**Work request A**
In the passage on heart-rate measurement, what state does "user is at rest" correspond to?
**Work request B**
Reproduce the passage on heart-rate measurement from "In the case" to "in the embodiment.".

**Extract provided**
_ _ _ _ _

That is, if the heart rate as the reference of the processing is directly measured, the measurement should be performed when the user is in the corresponding state. For example, “user is at rest” corresponds to the case where the seated position state is continued for a fixed time or more, etc., and, in order to measure the resting heart rate, it is necessary to attach an electronic apparatus for measurement in an operating condition in the states. Further, like the basal heart rate of the embodiment and the base pulse rate of PTL 4, if the heart rate in the sleep state or immediately after the change from the sleep state to the awake state or the like, for example, it is necessary to attach the electronic apparatus in the operating condition during sleep.

The applicant assumes that an electronic apparatus with reduced size, weight, and power consumption is realized, and thereby, continuous measurement for a longer period is performed, i.e., the electronic apparatus is used for acquisition of lifelog. If the electronic apparatus is attached in the operating condition from the awake state to the sleep state as assumed, the above described information may be measured.

However, the utilization form of the biological information processing system (or the electronic apparatus including the system) differs among users. Accordingly, depending on the lifestyle or the like of the user, it may be difficult to directly measure desired information.

In the case where the wrist-watch (band-shaped) electronic apparatus as described above using FIGS. 4A and 4B is used, some users attach the electronic apparatuses only in predetermined periods for the various reasons that the user dislikes wrist-watches or the user has a delicate skin and develops a rash due to squeezing by the band and attachment of sweat. For example, in the use case where the electronic apparatus is attached away from home and detached at home, it is impossible to acquire information in the sleep state. Accordingly, it is difficult to directly measure the basal heart rate in the embodiment.

On the other hand, some users do not attach the electronic apparatuses during the day because the apparatuses hinder in relations with work or the like and attach the electronic apparatuses only during sleep. In this case, it is difficult to measure the resting heart rate corresponding to the information in the awake state with very little motion (rest state).

_ _ _ _ _

**Recorded data**
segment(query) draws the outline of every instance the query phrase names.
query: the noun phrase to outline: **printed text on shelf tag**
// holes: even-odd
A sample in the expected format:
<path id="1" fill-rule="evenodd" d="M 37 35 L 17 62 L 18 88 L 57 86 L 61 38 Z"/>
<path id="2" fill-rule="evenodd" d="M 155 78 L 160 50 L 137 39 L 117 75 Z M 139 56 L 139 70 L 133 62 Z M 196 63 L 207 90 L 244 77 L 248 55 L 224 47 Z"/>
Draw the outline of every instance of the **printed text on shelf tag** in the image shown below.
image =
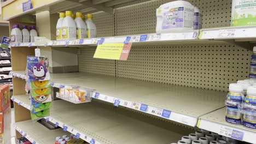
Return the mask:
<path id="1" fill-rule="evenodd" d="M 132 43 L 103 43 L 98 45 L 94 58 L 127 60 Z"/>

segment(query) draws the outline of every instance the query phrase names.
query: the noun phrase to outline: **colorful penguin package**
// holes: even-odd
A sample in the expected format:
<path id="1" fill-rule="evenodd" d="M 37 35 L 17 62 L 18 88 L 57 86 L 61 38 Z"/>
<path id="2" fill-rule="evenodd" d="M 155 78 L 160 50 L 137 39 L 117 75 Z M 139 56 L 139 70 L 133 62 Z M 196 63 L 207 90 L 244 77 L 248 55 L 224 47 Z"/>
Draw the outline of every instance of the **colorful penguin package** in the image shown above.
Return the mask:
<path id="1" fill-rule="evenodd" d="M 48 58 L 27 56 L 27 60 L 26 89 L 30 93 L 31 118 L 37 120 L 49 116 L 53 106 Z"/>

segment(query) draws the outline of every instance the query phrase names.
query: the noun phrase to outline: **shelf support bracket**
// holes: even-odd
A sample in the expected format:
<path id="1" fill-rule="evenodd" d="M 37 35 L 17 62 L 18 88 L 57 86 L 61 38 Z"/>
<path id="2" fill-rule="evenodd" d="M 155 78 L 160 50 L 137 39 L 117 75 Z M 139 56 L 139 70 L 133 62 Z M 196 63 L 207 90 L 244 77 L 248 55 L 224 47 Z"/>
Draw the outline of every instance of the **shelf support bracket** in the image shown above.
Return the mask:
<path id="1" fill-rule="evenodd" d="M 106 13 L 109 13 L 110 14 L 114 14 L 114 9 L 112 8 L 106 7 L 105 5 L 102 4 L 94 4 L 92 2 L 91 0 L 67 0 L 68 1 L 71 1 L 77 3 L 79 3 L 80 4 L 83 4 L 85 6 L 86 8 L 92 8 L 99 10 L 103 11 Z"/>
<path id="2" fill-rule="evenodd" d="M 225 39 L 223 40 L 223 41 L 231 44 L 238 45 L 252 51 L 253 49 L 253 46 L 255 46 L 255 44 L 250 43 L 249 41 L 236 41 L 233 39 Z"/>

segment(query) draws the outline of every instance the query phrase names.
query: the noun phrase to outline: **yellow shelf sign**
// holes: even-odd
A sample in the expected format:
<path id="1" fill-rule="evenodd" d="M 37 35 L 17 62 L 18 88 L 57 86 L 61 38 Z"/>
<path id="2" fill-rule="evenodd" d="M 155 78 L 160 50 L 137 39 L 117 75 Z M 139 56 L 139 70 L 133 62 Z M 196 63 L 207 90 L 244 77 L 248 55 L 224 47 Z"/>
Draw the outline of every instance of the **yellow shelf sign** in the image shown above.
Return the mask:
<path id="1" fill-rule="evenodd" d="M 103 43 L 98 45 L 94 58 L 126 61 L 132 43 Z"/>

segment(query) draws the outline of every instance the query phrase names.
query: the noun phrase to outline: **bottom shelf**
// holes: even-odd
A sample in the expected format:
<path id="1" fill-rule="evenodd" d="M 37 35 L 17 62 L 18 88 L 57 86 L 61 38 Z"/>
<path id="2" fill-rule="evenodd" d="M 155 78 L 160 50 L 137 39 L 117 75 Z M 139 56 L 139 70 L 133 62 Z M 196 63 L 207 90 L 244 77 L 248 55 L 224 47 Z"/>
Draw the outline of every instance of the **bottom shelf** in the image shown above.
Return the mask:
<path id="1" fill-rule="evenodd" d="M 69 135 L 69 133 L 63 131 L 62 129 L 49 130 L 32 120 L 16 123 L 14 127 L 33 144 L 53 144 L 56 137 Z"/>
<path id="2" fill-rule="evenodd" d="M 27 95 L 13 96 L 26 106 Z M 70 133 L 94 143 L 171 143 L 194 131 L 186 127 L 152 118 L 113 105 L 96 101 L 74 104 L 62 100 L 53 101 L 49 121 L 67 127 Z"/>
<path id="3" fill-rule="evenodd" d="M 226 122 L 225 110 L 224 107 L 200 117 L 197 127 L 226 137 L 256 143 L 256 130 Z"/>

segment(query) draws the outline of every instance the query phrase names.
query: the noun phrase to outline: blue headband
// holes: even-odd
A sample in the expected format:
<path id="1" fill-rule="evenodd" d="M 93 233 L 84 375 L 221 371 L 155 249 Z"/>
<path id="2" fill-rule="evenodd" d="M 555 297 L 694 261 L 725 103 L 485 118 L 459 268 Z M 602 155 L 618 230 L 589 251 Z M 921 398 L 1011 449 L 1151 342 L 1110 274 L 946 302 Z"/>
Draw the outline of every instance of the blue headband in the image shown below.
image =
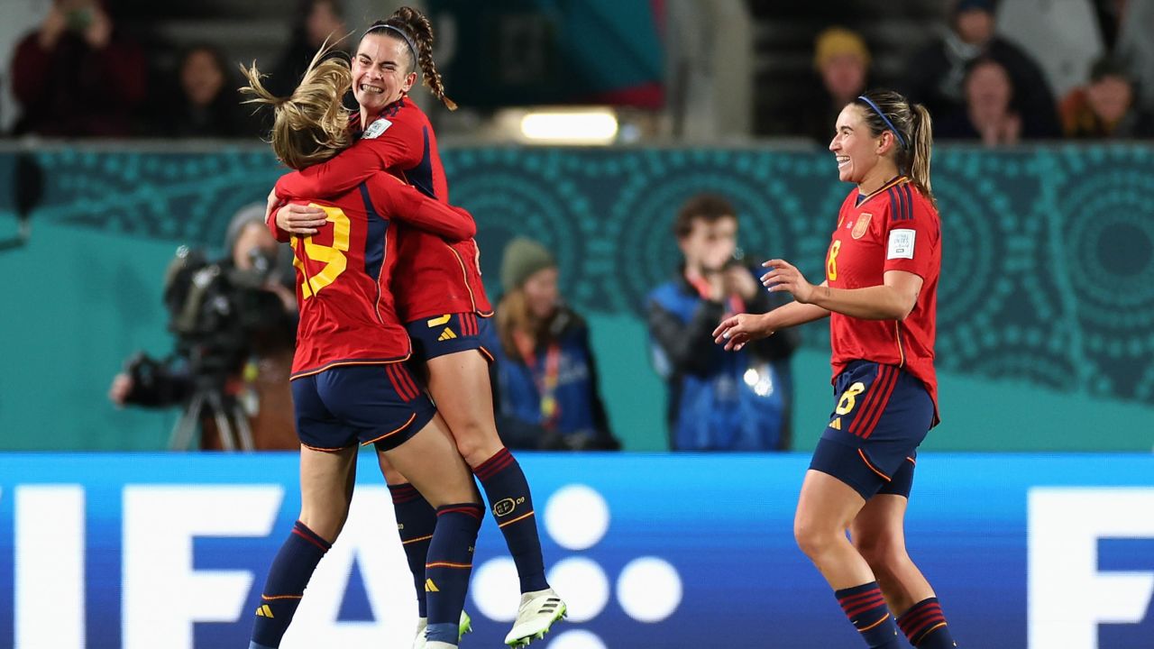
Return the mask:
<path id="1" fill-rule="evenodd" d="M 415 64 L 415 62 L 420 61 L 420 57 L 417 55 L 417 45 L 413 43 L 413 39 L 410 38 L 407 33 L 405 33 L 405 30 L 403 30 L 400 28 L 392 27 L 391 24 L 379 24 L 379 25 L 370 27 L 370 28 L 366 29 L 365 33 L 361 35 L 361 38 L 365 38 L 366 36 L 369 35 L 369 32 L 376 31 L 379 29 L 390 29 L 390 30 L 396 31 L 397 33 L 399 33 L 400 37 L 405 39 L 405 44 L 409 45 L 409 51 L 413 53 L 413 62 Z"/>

_ _ _ _ _

**Solution A**
It corresponds to the seated position state continuing for a fixed time or more.

**Solution B**
In the case where the wrist-watch (band-shaped) electronic apparatus as described above using FIGS. 4A and 4B is used, some users attach the electronic apparatuses only in predetermined periods for the various reasons that the user dislikes wrist-watches or the user has a delicate skin and develops a rash due to squeezing by the band and attachment of sweat. For example, in the use case where the electronic apparatus is attached away from home and detached at home, it is impossible to acquire information in the sleep state. Accordingly, it is difficult to directly measure the basal heart rate in the embodiment.